Table of Contents

Local correlation methods with pair natural orbitals (PNOs)

In this page single-reference local correlation methods using pair natural orbitals (PNOs) are described. This program is entirely distinct from the older PAO-based methods. It is designed for parallel execution both on one node and across multiple nodes. By default, the program store some data in distributed memory, which means more memory is required than in other programs. The memory required per CPU core for these distributed data is approximately inversely linear in the number of cores used. Therefore, it is normally not recommended using these programs on a single core. Depending on the molecular size, parallelization works well with up to 100-300 cores using multiple nodes, provided that a fast network (Infiniband or similar) is available (requires compiling Molpro from source code). Calculations can also be performed with reasonable efficiency on one node using disk storage instead of distributed memory when fast SSDs are used for scratch.

The methods can be executed with or without explicitly correlated (F12) terms. It is strongly recommended always to include F12, since this does not only reduce the basis set errors, but also the domain errors.

========================

■ **Stated exercise**
In the page on PNO local correlation methods, condense the paragraph starting "In this page single-reference local correlation methods" into a short bulleted list that keeps its main facts. The lines that come after this page aren't needed for anything here.

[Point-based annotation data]

========================

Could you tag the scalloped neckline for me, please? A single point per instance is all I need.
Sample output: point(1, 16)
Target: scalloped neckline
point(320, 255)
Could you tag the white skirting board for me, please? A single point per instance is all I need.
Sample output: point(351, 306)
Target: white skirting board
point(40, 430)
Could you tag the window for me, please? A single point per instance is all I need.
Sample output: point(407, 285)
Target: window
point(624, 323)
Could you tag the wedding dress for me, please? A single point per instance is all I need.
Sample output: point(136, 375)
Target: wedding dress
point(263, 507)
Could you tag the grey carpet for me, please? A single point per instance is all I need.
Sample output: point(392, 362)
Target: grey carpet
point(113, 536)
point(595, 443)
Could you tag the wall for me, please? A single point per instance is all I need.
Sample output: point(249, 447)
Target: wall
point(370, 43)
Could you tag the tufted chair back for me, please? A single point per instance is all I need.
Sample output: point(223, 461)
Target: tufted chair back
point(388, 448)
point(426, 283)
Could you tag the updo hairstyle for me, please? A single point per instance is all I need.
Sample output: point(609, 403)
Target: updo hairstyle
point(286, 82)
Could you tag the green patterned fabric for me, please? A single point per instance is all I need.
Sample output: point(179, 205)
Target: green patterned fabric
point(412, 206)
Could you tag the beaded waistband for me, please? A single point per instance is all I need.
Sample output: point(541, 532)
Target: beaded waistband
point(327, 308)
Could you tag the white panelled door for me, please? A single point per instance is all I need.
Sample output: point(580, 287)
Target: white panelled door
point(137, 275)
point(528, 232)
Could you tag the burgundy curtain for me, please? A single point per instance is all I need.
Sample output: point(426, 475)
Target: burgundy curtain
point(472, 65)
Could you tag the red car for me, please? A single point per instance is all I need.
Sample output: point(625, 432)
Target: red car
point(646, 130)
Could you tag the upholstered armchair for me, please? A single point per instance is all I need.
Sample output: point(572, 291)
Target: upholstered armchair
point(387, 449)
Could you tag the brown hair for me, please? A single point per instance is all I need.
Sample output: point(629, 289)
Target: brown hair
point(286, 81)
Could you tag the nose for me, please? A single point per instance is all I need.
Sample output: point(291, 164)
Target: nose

========================

■ **Written solution**
- Covers single-reference local correlation methods using pair natural orbitals (PNOs), a program entirely separate from the older PAO-based methods.
- Built to run in parallel, on one node or across several nodes.
- By default stores some data in distributed memory, so it needs more memory than other programs. The memory per CPU core for these data drops roughly in inverse proportion to the number of cores.
- Running on a single core is therefore normally not recommended.
- Depending on molecular size, it scales well to about 100–300 cores across multiple nodes if a fast network (Infiniband or similar) is available. This requires compiling Molpro from source.
- On one node it can also run reasonably efficiently with disk storage instead of distributed memory, provided fast SSDs are used for scratch.